# CONSIGNE A
Traduisez en anglais cette phrase de l'extrait choisi ci-dessous, qui parle des Sœurs de Saint-Joseph : « Ces stratégies immobilières permettent aux Sœurs de se mettre à l’abri des critiques. »

# EXTRAIT CHOISI
>>>

La première affaire concerne la congrégation des Sœurs de Saint-Joseph à propos d’une maison rue Hénon sur la colline de la Croix-Rousse. Bien qu’elle se défende d’être « en pleines démarches pour répondre [aux] désirs exprimés dans un communiqué récent », la Supérieure Marie de Loyola fait quelques jours plus tard une proposition quelque peu différente : des tractations seraient en cours avec le Prado pour installer rue Hénon un foyer de jeunes filles. Marie de Loyola explique que la maison, laissée libre par le retrait des Sœurs et par la dispersion des dames âgées qui y étaient assistées, devait à l’origine être louée à un industriel désireux de créer des logements ouvriers. Mais devant les frais d’aménagement intérieur, celui-ci s’est retiré. Pour la congrégation, la location est conforme à l’appel du cardinal car elle se fait sans but lucratif : « Je n’ai point voulu d’une clinique, me refusant à chercher un avantage qui eût pu paraître scandaleux… »223. Les Sœurs de Saint-Joseph sont partie prenante d’un autre projet d’aide au logement dans le même quartier quelques années plus tard. Là encore apparaît nettement cette volonté de répondre favorablement à des demandes de mise à disposition de locaux tout en s’assurant de la maîtrise de leur patrimoine et du choix des occupants. Les Sœurs souhaitent en effet abandonner l’immeuble dont elles sont locataires rue Burdeau (l’immeuble appartenant aux Hospices civils), afin que des appartements ouvriers puissent être aménagés. Elles se réfugieraient à la Maison mère voisine (20 rue des Chartreux) depuis laquelle elles pourraient continuer leur œuvre d’apostolat de visite des malades et d’entretien de la sacristie de l’église Saint-Polycarpe. Quant aux pensionnaires, « elles seraient soit orientées vers une autre maison de retraite, soit installées rue de Chazière, ce qui permettrait une utilisation raisonnable du premier étage de la rue de Chazière, tout en évitant les inconvénients de locataires ordinaires, et en permettant de garder les pièces du rez-de-chaussée, utiles à plusieurs titres »224. Ces stratégies immobilières permettent aux Sœurs de se mettre à l’abri des critiques.

<<<

# JEU DE FICHES
>>>

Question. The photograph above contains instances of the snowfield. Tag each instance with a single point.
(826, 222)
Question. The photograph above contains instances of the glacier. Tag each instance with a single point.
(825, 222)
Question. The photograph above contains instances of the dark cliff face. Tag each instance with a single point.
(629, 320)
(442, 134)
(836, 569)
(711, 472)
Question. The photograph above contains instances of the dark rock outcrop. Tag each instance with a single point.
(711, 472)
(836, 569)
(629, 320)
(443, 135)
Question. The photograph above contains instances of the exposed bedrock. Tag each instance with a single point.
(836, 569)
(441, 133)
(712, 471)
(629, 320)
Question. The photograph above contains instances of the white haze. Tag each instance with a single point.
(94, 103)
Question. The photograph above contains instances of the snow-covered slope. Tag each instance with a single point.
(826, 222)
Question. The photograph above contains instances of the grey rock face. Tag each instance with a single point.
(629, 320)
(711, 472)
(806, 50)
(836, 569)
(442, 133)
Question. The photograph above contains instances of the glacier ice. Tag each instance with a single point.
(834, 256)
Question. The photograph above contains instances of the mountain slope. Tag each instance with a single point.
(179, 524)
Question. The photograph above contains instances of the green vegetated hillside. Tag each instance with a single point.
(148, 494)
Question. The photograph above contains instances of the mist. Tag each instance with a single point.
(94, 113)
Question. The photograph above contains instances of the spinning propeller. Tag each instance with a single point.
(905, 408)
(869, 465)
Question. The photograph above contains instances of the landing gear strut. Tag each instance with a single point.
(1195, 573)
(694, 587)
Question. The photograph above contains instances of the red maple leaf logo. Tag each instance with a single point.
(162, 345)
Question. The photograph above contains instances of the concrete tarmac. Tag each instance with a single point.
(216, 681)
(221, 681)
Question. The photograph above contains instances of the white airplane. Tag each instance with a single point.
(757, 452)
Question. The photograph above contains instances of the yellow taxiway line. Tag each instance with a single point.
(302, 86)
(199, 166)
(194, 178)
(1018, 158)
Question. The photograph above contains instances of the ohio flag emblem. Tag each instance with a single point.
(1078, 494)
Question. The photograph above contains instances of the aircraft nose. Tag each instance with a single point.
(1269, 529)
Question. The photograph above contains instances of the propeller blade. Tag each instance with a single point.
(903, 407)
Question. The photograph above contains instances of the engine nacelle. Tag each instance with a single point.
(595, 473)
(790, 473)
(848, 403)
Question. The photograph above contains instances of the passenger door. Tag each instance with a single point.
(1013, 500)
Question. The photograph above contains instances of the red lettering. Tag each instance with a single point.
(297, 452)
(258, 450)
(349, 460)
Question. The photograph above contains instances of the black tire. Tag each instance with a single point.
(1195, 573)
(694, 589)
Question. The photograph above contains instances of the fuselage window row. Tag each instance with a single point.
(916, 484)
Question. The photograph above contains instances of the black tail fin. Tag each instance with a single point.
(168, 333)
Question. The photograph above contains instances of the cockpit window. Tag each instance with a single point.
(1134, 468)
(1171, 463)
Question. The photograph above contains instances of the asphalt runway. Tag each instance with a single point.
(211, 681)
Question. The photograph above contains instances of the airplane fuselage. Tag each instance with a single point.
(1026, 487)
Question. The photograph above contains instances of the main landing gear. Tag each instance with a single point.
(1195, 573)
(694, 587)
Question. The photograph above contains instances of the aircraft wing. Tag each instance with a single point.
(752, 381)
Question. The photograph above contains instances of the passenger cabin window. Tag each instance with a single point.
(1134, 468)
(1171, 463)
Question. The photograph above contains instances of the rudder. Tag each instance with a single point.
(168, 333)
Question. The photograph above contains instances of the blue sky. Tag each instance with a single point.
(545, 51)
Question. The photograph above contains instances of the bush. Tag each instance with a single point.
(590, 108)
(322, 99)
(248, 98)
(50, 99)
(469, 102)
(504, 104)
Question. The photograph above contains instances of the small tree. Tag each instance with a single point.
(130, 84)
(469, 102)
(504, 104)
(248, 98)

<<<

# CONSIGNE B
Relevez chaque ligne des fiches ci-dessus qui contient le mot « propeller », et recopiez-la en entier.

# RÉPONSE COMPLÈTE A
These real estate strategies allow the Sisters to shield themselves from criticism.

# RÉPONSE COMPLÈTE B
Question. The photograph above contains instances of the spinning propeller. Tag each instance with a single point.
Question. The photograph above contains instances of the propeller blade. Tag each instance with a single point.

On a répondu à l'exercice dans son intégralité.